- _TASK TO COMPLETE_
In the records below, find the line containing "[1031, 368]" and the line containing "of the wooden"; please repeat exactly the lines from one to the other, both included, and nothing more.

####

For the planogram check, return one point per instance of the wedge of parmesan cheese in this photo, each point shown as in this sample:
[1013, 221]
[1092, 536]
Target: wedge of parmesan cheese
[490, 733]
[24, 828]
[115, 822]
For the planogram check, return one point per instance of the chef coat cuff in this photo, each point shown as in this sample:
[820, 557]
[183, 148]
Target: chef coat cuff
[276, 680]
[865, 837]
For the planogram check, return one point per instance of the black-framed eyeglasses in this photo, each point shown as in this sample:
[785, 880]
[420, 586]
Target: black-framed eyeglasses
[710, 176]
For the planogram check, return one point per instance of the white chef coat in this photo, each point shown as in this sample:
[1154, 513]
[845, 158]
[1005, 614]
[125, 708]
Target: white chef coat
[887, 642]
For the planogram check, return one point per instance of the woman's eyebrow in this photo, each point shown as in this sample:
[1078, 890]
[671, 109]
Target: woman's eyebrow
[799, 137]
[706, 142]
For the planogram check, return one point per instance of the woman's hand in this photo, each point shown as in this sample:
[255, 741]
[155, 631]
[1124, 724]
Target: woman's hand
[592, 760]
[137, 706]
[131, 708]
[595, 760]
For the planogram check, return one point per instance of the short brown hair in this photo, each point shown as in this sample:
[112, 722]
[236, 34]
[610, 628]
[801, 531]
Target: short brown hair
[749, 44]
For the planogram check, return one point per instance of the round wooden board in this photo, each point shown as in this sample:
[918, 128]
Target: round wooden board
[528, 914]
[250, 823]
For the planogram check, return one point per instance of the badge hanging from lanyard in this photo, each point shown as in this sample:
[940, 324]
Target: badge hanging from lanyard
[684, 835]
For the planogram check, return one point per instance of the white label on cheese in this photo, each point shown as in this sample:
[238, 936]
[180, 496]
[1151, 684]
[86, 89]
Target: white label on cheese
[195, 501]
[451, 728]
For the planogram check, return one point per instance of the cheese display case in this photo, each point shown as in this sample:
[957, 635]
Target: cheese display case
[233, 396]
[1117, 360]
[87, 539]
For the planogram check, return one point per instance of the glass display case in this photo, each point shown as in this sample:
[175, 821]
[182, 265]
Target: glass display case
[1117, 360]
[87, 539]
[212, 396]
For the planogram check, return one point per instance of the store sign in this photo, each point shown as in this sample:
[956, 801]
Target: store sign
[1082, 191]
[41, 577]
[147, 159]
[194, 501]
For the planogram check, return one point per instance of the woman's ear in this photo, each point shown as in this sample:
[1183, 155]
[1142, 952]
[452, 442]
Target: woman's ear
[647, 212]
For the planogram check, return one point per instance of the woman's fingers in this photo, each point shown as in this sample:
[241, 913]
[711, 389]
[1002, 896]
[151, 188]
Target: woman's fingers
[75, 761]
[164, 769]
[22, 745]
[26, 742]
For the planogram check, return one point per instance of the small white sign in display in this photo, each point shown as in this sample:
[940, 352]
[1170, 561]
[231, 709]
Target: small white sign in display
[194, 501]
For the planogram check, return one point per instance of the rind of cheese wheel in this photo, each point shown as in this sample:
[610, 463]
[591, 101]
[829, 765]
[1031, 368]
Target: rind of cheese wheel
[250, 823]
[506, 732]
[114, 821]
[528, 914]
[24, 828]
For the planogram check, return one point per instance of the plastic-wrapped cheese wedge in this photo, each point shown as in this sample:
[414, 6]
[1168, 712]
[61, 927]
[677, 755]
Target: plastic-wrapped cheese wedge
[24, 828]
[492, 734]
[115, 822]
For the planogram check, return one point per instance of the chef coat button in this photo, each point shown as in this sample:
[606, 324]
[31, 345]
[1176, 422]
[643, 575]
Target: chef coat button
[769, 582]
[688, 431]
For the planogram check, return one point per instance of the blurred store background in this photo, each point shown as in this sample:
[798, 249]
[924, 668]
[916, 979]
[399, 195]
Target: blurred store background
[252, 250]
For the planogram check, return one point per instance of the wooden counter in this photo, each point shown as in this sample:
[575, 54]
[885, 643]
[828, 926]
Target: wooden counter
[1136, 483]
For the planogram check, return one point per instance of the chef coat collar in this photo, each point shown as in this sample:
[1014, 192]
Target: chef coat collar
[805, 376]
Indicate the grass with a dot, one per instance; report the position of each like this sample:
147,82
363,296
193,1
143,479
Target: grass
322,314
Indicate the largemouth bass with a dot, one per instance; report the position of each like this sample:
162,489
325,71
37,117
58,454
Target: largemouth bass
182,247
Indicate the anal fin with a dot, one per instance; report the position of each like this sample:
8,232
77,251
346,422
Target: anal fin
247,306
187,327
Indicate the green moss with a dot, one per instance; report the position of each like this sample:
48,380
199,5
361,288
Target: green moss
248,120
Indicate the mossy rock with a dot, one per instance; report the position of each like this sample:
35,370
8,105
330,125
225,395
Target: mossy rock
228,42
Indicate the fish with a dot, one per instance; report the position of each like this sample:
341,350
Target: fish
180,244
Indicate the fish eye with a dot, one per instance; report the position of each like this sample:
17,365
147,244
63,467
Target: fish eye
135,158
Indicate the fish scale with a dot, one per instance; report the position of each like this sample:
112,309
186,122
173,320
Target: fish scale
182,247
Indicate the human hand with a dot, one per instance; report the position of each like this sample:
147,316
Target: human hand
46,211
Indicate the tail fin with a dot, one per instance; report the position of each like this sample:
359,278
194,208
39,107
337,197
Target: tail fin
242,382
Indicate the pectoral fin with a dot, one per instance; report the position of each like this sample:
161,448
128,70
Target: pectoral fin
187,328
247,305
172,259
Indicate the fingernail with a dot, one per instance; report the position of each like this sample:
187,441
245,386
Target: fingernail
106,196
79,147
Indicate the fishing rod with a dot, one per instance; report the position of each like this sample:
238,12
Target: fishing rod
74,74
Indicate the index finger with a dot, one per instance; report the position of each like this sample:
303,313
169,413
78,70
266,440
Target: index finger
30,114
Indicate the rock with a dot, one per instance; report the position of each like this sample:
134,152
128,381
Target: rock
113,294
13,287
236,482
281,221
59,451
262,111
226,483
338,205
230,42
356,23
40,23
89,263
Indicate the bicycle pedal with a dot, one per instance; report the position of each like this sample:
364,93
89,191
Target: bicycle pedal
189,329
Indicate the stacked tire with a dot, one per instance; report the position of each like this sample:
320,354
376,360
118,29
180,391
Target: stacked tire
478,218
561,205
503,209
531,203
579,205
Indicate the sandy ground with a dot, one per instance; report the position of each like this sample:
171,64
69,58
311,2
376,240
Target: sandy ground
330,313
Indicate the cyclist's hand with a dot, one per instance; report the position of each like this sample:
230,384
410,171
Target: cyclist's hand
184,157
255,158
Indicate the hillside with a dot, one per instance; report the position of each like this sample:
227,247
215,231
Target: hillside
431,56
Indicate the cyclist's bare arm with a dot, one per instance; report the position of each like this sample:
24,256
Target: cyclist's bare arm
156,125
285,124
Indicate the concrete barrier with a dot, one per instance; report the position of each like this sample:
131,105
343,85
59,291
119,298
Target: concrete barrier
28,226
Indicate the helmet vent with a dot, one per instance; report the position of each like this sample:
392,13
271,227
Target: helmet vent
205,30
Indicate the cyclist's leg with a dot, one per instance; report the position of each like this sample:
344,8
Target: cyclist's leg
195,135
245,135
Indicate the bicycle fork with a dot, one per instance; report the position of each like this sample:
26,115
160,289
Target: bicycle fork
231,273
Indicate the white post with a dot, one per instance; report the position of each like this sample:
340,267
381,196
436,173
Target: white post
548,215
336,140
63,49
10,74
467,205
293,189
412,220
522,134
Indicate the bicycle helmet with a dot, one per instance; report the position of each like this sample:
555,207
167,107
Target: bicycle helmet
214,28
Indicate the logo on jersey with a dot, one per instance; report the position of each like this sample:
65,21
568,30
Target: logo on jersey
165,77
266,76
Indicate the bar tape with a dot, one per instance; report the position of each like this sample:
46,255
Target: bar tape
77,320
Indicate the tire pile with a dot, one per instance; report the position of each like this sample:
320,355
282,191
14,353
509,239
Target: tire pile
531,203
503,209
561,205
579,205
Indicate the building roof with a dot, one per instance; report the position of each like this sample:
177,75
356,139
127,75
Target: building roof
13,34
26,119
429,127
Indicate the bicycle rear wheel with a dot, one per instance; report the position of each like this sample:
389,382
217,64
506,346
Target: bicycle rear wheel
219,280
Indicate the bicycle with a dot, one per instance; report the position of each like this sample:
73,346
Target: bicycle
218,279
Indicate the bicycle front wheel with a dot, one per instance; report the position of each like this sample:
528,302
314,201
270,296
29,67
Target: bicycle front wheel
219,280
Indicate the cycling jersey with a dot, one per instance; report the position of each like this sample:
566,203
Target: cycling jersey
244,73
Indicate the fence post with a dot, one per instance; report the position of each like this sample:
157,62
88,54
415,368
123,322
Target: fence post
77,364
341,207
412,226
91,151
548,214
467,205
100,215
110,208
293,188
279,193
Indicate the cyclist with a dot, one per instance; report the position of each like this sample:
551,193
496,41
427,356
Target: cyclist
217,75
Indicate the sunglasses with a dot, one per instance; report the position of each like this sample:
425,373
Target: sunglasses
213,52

####

- _ANSWER BOX_
[1031, 368]
Target: rind of cheese wheel
[250, 823]
[506, 732]
[114, 821]
[528, 914]
[24, 828]
For the planogram check, return one point per instance of the plastic-wrapped cheese wedge in this photo, each point shown as in this sample:
[414, 6]
[1168, 712]
[61, 927]
[677, 755]
Target: plastic-wrapped cheese wedge
[24, 828]
[492, 734]
[115, 822]
For the planogram check, return one point per instance of the chef coat button in this photo, each point shown as in this sample:
[606, 324]
[31, 345]
[1176, 422]
[643, 575]
Target: chef coat button
[769, 582]
[688, 431]
For the planogram check, return one point per instance of the blurred store background in this photo, each point shown as in this sample:
[798, 249]
[924, 668]
[916, 979]
[399, 195]
Target: blurred store background
[252, 250]
For the planogram check, return one point per instance of the wooden counter in this photo, each point shown as in this sample:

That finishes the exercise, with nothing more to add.